Task goal
Which lines to output? The line containing "Target — man in black hoodie" and every line after it in the data below, each copied exactly.

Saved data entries
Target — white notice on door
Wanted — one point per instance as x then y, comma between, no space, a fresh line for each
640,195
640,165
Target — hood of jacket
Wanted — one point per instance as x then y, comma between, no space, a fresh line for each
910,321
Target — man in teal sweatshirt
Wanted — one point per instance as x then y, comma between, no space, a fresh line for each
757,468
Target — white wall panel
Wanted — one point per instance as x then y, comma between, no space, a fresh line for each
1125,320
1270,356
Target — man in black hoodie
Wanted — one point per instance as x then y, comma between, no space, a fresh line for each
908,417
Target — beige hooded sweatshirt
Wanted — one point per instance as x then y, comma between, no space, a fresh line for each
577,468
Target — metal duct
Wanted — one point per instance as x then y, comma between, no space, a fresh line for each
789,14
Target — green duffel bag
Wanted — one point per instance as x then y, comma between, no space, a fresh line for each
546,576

Answer for the task
Target — man in black hoodie
Wanted — one point per instance as x then y, comma between, no space, a fresh line for each
908,417
Target — beige hooded sweatshirt
Wanted — one point per instance as x then y, comma between, no space, a fresh line for each
577,468
Target — metal duct
Wanted — one point per instance as x then y, comma between, no space, a fresh line for each
789,14
Target — green duffel bag
Wanted — one point per instance as x then y, comma between, no space, a fresh line for each
546,576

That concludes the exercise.